> **Instructions to follow**: Search the entries below for "pole" and copy each matching line.

> **Given entries**:
- Opening Delimiter -

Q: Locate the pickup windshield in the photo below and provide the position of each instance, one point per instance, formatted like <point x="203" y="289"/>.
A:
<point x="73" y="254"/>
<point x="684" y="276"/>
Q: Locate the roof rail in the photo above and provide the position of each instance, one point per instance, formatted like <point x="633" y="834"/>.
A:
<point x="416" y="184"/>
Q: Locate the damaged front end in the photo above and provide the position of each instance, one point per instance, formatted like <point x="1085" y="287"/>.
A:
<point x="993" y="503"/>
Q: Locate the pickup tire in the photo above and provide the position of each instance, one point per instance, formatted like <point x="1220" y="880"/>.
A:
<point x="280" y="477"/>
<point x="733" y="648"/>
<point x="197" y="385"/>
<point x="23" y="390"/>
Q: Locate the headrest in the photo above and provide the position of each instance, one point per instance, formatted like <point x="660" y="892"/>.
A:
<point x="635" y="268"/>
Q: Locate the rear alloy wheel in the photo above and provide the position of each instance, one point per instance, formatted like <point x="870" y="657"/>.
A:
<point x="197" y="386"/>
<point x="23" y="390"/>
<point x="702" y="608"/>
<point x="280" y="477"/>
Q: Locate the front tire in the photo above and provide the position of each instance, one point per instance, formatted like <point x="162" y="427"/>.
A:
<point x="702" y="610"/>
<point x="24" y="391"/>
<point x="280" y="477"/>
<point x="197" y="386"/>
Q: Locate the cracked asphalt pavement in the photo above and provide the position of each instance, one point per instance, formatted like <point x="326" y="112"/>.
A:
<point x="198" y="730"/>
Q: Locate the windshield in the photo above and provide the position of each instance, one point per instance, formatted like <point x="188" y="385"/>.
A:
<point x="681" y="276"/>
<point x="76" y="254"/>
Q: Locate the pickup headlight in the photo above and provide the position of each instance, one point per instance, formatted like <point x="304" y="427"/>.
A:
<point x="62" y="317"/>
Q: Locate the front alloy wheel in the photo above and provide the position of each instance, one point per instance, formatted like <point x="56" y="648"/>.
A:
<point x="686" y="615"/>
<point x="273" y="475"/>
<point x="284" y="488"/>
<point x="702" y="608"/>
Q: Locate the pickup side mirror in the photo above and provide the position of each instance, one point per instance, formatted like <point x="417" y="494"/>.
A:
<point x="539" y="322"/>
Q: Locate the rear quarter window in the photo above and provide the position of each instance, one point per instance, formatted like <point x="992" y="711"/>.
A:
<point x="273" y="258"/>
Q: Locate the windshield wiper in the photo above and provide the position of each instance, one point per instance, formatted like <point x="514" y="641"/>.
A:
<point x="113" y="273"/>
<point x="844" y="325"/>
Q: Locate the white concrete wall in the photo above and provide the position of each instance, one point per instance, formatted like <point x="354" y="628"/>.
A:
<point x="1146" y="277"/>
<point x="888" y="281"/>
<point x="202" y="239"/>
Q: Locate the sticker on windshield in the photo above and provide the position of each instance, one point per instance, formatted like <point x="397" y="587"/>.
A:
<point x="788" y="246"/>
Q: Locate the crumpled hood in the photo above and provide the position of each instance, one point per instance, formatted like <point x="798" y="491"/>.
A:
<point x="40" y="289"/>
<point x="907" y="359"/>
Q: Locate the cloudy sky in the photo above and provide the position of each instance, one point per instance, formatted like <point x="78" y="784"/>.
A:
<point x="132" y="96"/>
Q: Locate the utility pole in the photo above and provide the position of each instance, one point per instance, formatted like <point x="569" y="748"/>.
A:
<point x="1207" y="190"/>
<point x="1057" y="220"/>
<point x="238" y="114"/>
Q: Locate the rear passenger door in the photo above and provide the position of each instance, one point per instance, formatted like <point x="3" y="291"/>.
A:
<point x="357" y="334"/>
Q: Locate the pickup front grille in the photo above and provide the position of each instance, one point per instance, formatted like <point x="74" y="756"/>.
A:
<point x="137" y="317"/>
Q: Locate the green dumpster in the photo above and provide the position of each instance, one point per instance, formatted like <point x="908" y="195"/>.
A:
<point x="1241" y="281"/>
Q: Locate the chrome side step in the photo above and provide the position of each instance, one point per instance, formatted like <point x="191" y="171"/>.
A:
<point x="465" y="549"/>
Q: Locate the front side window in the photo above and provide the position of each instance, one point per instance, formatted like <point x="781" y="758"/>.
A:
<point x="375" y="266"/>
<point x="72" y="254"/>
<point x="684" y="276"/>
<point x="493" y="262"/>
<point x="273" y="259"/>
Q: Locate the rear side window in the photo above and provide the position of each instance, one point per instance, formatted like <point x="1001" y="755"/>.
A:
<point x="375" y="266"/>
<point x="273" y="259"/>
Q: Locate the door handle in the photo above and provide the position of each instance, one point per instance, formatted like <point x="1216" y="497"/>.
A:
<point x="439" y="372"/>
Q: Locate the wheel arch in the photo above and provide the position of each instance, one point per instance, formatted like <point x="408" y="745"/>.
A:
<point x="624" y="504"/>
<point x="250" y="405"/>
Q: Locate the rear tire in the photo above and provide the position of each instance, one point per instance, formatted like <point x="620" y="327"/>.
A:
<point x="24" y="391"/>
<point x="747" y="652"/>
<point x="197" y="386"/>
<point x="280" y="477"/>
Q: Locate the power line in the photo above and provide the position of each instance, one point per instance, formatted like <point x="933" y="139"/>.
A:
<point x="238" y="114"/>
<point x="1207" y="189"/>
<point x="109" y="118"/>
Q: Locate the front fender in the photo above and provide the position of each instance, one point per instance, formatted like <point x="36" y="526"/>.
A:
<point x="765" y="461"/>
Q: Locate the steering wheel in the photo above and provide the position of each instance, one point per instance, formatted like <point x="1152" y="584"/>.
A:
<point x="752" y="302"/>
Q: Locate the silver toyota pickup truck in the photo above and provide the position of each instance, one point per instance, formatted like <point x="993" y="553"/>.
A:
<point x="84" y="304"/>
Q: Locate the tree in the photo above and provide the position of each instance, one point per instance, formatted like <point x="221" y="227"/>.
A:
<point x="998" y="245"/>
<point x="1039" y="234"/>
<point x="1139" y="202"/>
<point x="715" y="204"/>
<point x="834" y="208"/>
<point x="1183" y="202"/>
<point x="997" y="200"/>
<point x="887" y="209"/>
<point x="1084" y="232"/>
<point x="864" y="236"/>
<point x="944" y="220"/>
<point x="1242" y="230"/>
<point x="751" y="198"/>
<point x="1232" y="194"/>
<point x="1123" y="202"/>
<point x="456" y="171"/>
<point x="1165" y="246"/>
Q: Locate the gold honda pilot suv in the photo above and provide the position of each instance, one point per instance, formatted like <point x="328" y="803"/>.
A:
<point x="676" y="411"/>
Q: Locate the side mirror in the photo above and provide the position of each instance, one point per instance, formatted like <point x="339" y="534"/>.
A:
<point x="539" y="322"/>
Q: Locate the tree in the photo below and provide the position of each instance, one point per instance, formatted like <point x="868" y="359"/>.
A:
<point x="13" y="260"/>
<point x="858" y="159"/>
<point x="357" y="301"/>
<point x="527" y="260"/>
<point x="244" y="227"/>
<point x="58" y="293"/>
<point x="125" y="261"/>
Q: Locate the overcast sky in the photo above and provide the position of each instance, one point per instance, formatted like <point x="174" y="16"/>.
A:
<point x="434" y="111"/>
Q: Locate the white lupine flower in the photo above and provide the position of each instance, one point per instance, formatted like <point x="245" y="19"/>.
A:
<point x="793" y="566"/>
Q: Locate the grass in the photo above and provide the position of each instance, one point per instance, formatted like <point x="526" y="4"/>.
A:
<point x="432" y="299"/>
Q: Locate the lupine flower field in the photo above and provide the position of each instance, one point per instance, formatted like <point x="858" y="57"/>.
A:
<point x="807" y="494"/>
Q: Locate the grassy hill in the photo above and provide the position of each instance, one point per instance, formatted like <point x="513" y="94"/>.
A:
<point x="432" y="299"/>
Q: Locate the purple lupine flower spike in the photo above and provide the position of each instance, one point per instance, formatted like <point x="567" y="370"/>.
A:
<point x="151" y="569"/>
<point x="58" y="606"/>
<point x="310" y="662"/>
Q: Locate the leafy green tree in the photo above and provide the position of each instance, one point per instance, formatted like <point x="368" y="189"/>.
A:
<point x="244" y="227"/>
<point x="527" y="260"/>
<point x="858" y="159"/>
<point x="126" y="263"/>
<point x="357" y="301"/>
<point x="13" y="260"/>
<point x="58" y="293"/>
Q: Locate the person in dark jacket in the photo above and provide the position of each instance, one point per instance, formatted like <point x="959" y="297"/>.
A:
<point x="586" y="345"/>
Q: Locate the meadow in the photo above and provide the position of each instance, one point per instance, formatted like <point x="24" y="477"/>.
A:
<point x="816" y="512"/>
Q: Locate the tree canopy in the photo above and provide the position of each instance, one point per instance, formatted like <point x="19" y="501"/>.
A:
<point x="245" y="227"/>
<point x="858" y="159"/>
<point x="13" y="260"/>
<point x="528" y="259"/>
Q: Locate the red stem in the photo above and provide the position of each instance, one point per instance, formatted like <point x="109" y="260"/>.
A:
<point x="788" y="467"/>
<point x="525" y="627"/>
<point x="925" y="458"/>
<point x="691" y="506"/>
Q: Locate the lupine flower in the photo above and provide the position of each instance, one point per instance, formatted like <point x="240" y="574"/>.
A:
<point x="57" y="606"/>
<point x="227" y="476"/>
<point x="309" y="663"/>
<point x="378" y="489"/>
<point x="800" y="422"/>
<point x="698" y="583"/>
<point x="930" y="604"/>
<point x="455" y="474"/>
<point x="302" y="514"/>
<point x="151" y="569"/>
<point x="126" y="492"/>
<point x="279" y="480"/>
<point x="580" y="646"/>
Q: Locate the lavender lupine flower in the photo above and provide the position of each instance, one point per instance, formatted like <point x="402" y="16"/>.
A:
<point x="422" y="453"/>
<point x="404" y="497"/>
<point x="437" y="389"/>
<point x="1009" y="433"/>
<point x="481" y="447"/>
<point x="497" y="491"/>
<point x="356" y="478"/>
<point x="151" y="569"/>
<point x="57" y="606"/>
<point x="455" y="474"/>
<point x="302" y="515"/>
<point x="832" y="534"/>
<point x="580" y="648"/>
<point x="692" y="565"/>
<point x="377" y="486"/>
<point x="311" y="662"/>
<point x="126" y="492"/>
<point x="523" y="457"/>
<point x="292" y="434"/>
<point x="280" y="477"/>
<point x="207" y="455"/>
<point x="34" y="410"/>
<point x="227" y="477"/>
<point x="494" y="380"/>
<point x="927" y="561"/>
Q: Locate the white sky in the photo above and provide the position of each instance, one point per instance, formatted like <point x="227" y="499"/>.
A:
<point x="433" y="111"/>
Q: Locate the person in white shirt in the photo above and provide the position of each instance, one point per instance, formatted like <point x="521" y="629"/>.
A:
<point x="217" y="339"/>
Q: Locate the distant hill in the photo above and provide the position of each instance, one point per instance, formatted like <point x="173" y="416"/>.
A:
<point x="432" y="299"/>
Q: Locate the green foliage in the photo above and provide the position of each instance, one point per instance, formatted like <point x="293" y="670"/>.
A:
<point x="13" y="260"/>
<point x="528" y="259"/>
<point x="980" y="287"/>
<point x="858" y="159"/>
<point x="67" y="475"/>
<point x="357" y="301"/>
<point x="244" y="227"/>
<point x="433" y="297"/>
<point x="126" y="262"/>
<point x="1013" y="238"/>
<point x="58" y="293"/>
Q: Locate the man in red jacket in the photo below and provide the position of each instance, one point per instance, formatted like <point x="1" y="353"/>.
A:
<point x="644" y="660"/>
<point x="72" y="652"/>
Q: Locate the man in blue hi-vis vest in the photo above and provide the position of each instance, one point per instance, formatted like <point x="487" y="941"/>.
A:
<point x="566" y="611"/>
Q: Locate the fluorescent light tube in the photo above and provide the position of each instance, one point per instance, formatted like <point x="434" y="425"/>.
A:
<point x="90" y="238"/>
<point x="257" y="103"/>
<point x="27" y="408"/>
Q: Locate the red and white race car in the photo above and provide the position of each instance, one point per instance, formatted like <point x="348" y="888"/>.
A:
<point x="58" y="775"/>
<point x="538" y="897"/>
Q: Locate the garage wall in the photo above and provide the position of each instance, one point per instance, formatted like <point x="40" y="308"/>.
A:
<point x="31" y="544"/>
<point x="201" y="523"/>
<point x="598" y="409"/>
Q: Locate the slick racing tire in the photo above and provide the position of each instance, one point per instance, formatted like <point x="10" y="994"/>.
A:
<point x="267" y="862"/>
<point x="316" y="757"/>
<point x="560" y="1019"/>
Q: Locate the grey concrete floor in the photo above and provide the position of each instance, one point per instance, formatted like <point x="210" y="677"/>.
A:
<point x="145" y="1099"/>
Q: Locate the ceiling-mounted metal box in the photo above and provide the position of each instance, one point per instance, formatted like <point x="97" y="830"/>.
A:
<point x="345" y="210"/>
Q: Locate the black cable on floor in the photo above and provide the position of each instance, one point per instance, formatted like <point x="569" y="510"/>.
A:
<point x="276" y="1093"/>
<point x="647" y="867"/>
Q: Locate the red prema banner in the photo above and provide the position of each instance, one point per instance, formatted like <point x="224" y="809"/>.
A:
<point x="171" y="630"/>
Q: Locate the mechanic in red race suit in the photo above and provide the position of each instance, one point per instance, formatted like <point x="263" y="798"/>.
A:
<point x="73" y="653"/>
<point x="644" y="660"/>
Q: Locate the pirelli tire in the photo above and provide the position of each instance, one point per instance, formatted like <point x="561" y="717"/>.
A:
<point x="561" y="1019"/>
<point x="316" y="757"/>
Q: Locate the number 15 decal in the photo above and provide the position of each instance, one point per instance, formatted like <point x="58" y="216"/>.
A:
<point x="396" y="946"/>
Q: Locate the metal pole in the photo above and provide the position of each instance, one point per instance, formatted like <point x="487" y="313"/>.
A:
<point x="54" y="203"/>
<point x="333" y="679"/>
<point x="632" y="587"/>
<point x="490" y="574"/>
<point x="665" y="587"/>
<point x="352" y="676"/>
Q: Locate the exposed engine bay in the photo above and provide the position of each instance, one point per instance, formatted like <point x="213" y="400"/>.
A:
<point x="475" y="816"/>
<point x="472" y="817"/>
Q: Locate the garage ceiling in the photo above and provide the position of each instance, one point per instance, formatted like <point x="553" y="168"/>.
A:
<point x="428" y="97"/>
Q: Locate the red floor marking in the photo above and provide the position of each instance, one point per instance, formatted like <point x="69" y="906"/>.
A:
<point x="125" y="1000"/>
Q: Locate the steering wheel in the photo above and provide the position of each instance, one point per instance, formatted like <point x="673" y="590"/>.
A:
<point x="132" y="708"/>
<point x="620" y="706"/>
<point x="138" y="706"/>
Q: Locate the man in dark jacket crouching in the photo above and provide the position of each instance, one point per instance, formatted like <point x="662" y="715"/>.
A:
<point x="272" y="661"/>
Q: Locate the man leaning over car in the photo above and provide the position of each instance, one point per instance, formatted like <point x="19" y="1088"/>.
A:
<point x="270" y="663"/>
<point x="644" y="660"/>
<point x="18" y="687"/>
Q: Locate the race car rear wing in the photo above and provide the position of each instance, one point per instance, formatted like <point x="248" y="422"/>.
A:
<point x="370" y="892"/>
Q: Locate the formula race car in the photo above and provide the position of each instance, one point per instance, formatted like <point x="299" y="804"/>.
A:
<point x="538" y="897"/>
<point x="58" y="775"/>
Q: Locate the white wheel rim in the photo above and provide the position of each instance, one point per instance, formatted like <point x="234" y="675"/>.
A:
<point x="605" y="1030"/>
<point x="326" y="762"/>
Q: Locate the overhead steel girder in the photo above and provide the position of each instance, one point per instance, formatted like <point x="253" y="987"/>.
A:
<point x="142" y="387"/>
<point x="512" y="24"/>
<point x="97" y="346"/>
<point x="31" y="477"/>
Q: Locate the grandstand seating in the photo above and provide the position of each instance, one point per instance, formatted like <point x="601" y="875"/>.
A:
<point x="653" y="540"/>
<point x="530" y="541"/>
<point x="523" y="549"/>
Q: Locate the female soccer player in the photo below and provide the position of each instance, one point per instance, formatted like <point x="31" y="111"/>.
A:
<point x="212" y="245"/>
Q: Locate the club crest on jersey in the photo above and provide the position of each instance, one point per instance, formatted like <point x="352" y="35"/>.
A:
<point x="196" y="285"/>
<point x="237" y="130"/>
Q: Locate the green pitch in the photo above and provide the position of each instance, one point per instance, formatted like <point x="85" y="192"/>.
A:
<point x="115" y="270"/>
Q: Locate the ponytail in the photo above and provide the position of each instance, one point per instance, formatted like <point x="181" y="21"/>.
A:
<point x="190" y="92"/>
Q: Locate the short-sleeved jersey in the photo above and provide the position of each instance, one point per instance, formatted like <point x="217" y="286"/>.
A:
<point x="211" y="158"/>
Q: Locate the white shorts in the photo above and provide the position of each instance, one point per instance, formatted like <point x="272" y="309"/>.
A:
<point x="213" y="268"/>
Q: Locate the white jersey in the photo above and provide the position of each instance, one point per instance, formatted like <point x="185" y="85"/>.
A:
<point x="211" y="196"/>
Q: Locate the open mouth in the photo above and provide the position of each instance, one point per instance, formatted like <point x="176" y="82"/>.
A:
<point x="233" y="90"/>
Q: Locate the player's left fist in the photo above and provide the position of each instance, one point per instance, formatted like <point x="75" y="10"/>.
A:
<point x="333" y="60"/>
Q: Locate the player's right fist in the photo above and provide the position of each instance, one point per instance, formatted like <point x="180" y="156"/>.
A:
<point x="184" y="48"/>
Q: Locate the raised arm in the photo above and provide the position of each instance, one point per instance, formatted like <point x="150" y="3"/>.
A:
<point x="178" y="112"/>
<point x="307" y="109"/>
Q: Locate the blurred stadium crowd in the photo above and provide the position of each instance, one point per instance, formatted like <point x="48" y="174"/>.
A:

- Closing Delimiter -

> **Written answer**:
Q: Locate the utility pole in the photo above and provide the position of each instance, one point per instance, formatted like <point x="569" y="748"/>.
Q: Locate the metal pole in the photo above and provide the position of each instance, one point per instance, formatted like <point x="487" y="313"/>.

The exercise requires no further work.